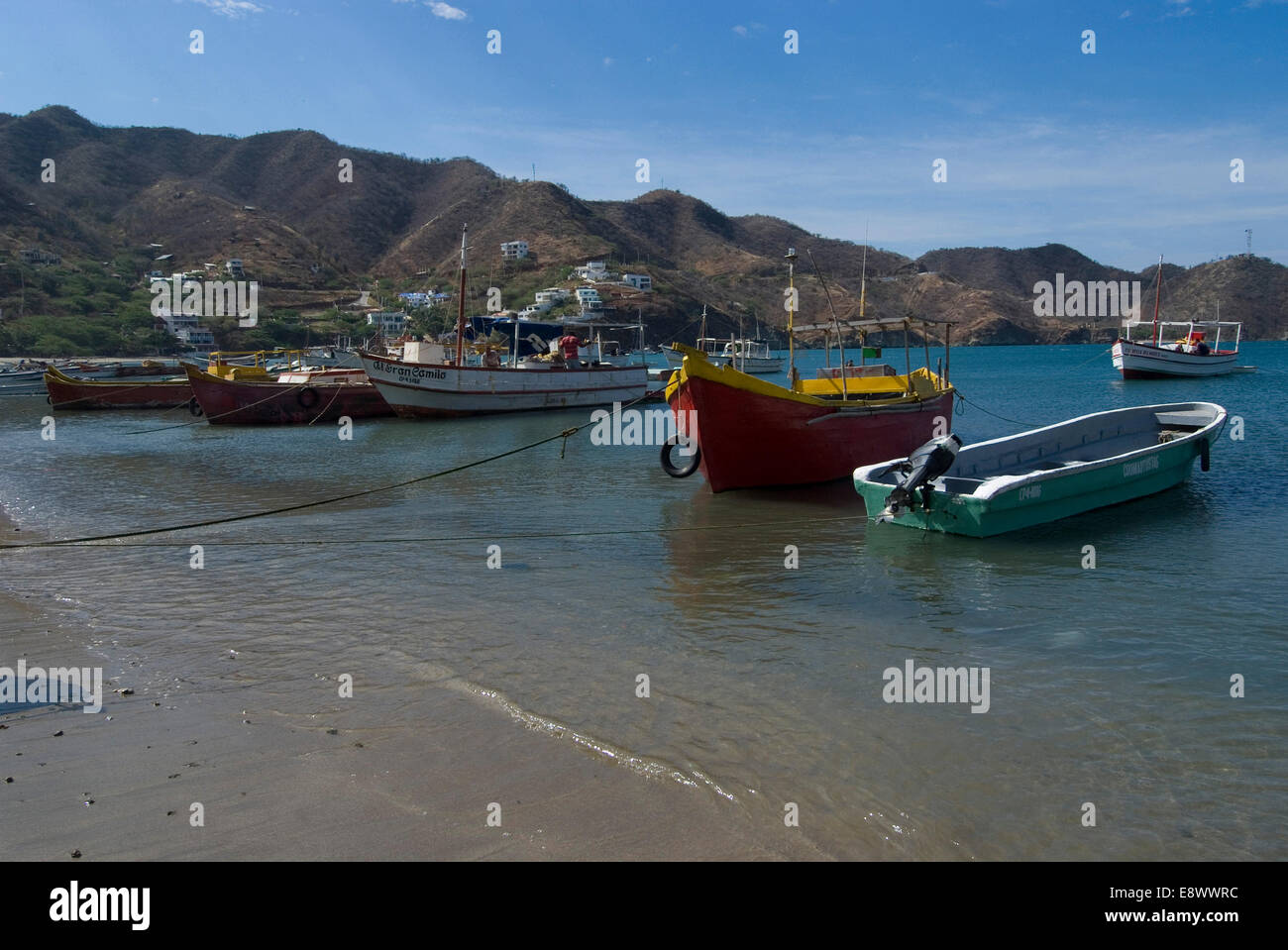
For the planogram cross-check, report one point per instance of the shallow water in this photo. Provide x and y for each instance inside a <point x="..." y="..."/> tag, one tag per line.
<point x="1108" y="685"/>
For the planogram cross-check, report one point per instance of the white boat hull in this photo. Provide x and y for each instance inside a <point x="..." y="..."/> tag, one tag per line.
<point x="428" y="390"/>
<point x="1137" y="361"/>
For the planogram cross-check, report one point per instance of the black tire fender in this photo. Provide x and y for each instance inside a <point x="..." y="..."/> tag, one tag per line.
<point x="679" y="472"/>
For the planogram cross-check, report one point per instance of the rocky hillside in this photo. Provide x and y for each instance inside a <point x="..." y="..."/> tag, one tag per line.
<point x="278" y="202"/>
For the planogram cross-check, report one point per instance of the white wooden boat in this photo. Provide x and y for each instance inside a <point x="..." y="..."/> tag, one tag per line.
<point x="22" y="381"/>
<point x="1043" y="474"/>
<point x="1196" y="351"/>
<point x="438" y="386"/>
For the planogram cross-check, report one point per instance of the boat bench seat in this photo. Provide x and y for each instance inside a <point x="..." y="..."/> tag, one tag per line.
<point x="958" y="485"/>
<point x="1183" y="420"/>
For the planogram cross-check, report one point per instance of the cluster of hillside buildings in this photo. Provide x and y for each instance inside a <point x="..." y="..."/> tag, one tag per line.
<point x="393" y="323"/>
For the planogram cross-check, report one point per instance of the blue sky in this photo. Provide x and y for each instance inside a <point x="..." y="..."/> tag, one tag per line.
<point x="1124" y="154"/>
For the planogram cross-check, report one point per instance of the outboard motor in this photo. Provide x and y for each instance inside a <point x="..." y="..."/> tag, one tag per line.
<point x="921" y="468"/>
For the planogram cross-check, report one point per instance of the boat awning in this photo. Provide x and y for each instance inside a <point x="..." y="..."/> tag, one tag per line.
<point x="879" y="323"/>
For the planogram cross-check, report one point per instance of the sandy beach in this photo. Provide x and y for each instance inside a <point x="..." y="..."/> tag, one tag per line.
<point x="304" y="778"/>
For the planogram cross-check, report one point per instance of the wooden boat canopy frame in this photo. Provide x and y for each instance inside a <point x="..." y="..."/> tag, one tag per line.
<point x="893" y="323"/>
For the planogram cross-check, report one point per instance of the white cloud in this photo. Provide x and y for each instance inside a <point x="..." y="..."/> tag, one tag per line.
<point x="446" y="11"/>
<point x="233" y="9"/>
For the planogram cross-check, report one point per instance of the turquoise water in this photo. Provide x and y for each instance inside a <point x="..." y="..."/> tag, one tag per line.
<point x="1108" y="685"/>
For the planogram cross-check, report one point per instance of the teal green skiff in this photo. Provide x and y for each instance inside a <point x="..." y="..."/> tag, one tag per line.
<point x="1056" y="472"/>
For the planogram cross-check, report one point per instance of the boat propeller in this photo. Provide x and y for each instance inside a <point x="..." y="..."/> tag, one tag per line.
<point x="919" y="470"/>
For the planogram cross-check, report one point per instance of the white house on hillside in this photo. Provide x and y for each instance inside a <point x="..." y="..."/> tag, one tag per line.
<point x="552" y="296"/>
<point x="593" y="270"/>
<point x="389" y="322"/>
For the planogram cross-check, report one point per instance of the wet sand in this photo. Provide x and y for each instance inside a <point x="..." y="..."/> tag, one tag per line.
<point x="304" y="781"/>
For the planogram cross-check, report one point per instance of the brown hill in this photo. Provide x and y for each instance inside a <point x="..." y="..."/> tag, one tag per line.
<point x="275" y="201"/>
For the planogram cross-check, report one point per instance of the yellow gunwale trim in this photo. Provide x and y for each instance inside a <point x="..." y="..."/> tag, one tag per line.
<point x="697" y="366"/>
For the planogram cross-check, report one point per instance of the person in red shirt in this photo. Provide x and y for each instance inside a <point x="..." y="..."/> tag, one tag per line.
<point x="568" y="345"/>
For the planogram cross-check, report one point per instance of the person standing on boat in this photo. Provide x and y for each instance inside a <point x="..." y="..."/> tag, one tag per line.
<point x="568" y="347"/>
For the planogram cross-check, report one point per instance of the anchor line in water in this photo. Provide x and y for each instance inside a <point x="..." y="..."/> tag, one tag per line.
<point x="207" y="418"/>
<point x="537" y="536"/>
<point x="209" y="523"/>
<point x="1014" y="421"/>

> **Exercise**
Reproduce every line exactly and omit all pictures.

> **The solution**
For the planogram cross-check, report one point per instance of the shallow water in this photo. Provide x and y for each instance inside a <point x="..." y="..."/> tag, one tag per line.
<point x="1108" y="685"/>
For the planogram cross-check, report one point per instance of the white boat hull in this photo. Provide x and y for each instance inside a <point x="..." y="..."/> tag, one tag per line.
<point x="428" y="390"/>
<point x="1137" y="361"/>
For the planogram cross-check, report one point per instance of the black tire fender in this photo. Provide x and y for each instance inside a <point x="..." y="..."/> tag, one tag per line.
<point x="679" y="472"/>
For the planogram cross-check, report one point per instance of the rocky hillside in this photo. Provide x and y for each instance inside a <point x="..." y="..."/> tag, one tag per line.
<point x="278" y="202"/>
For the planogram cross-check, report one point per instance of the white wooden boat in this photo. Provide x and y for each instance inside a <point x="..." y="..."/> tag, one tag per line.
<point x="22" y="381"/>
<point x="1043" y="474"/>
<point x="1196" y="351"/>
<point x="438" y="386"/>
For the planogram cross-check, report one point per instance of the boat bench seat in this photo. Provide x and y for each instance inside a <point x="..." y="..."/> tag, one tag per line.
<point x="958" y="485"/>
<point x="1183" y="420"/>
For the planogram cross-check, report one point per instance of the cluster of hillside buildings in this photo. Provide x and y for each instance inside a <point x="..." y="..."/> tag, one tag per line.
<point x="393" y="323"/>
For the planogram cross-check, report one point per instance of the blue sky in this photo. Provide x and y for each instance inside a <point x="..." y="..."/> tag, one tag per line.
<point x="1124" y="154"/>
For the planogram cross-check, report one point per instance of the outboard motor in this photo. Provide x and y for each instance inside a <point x="..." y="..."/> tag, one tag per line.
<point x="921" y="468"/>
For the planogram cross-check, report one point per instance of the boat awning in this photo. Provide x and y for each instance inside a <point x="..." y="..."/> tag, one tag per line.
<point x="879" y="323"/>
For the planogram cross-check, report one point per instance of the sandy beach in this photo. Provide x and y for each instance inside a <point x="..." y="..."/> tag, one tag per line.
<point x="304" y="778"/>
For the planogram cross-check, report one point per instance of the wooden boat canopy frame in this photo. Provide x and y for each instance inside a <point x="..." y="..."/> tag, one tag per line.
<point x="893" y="323"/>
For the planogram cross-check, report one point per instance of the white cloud in this photo. Provide x and y for each instance inside a <point x="..." y="..."/> tag, one tag per line.
<point x="446" y="11"/>
<point x="233" y="9"/>
For the planogram cross-check, report one point per instance of the turquoise water in this photo. Provide x and y for each instance inside a <point x="..." y="..."/> tag, one tag per line.
<point x="1108" y="685"/>
For the planogram cross-check, report one point per instance of the teal green skiff in this photo. Provide x and y for each instance inside a <point x="..." y="..."/> tag, one tag per line.
<point x="1056" y="472"/>
For the planogram cross-check, report one point per instance of the boat propeller in this photo. Provide x and y for each instance inside a <point x="..." y="..."/> tag, one tag per line.
<point x="919" y="470"/>
For the planogram cross-check, report one point per instance of the white house on hillside in this photo. Provide x and y for each instance inside a <point x="..." y="..."/> tag, one tag per line.
<point x="552" y="296"/>
<point x="593" y="270"/>
<point x="389" y="322"/>
For the planogram cross-check, report one point per instance of the wet sand in this photo. Provide x and y for each instance inside a <point x="..." y="..."/> tag, one tag per line.
<point x="304" y="781"/>
For the planogram cross-check, report one point per instance of the brown hill in this photo. Provide x and y for each instance inside a <point x="..." y="..."/> tag, one tag per line.
<point x="275" y="201"/>
For the planogram cross-check, report one point per instance of the yellow gunwale trim in this photo. Provide x and y for each instance inside a <point x="..." y="..."/> tag, one tag per line.
<point x="697" y="366"/>
For the planogram cross-check, report one point per instance of the person in red shirt in this photo. Provide x and y for each instance inside a <point x="..." y="..."/> tag, one tag per line.
<point x="568" y="345"/>
For the planogram cross-check, report one point per instance of the person standing on boat in this photo. Provide x and y for each instance inside a <point x="..." y="..."/> tag, one tag per line.
<point x="568" y="347"/>
For the planogram cross-check, report one point per instance of the anchor line in water in this photo. Provide x and y for each instance inside a <point x="..." y="..."/> tag, one tag per line.
<point x="207" y="418"/>
<point x="537" y="536"/>
<point x="209" y="523"/>
<point x="1014" y="421"/>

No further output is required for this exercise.